Similarly, in Russo v Canada (Minister of Transport, Infrastructure and
Communities), 2011 FC 764, 406 FTR 49, my colleague,
Justice Russell, found that minimal procedural fairness required that the applicant
be given the opportunity to be heard (at para 59), which entailed notice and
the right to make submissions.
[60]
Thus,
even in cases where only minimal procedural fairness rights are required, the
right to notice and the opportunity to be heard still exist. The Alliance, therefore, was entitled to notice of the Employer’s application and to a
meaningful opportunity to respond to it. In the circumstances of this case,
this would include: the right to be informed of the reasons the Employer
invoked in support of its request for a ministerial-ordered vote; the
opportunity to make submissions in writing on the issue; and the right to have
them considered by the Minister in making the decision as to whether a vote of
the BSOs under section 183 of the PSLRA is in the public interest.

▸ **Provided data**:
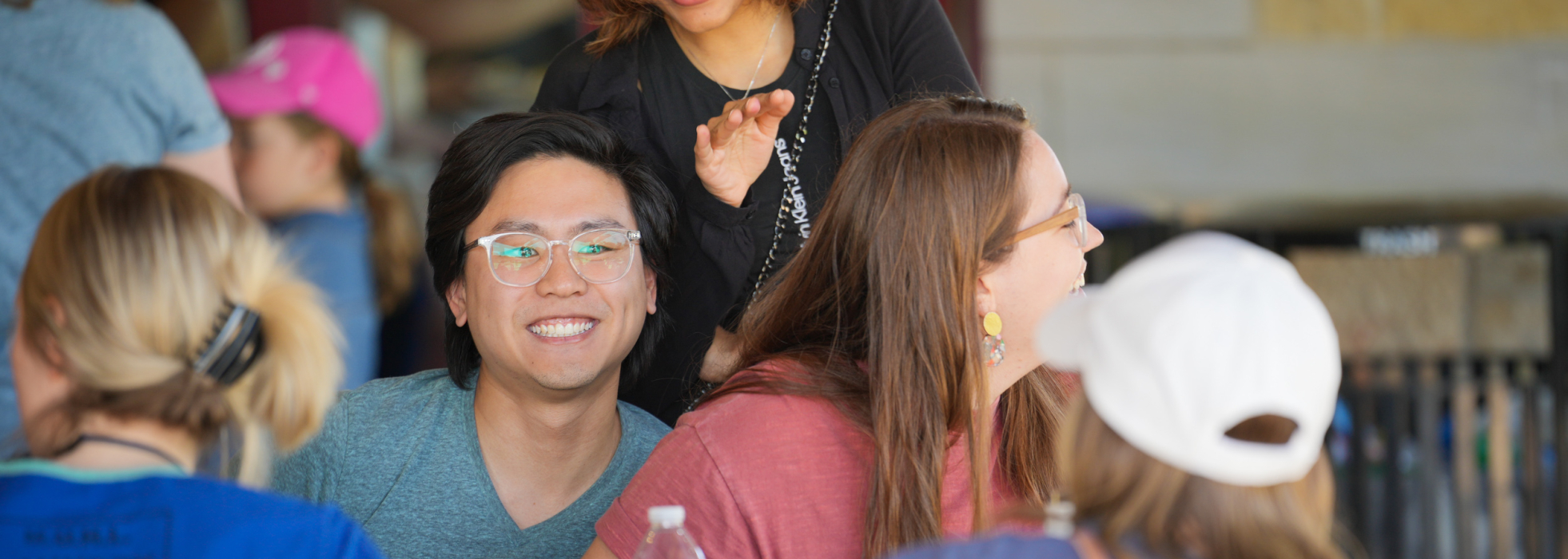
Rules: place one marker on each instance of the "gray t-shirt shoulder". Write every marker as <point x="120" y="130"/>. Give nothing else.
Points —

▸ **Task requirements**:
A. In the passage on procedural fairness, copy word for word the part starting at "Similarly, in Russo" and ending at "to make submissions.".
B. From the procedural fairness passage, list each thing the court says the Alliance's entitlement would include in the circumstances of this case.

▸ **Written responses**:
A.
Similarly, in Russo v Canada (Minister of Transport, Infrastructure and
Communities), 2011 FC 764, 406 FTR 49, my colleague,
Justice Russell, found that minimal procedural fairness required that the applicant
be given the opportunity to be heard (at para 59), which entailed notice and
the right to make submissions.

B.
- the right to be informed of the reasons the Employer invoked in support of its request for a ministerial-ordered vote
- the opportunity to make submissions in writing on the issue
- the right to have them considered by the Minister in making the decision as to whether a vote of the BSOs under section 183 of the PSLRA is in the public interest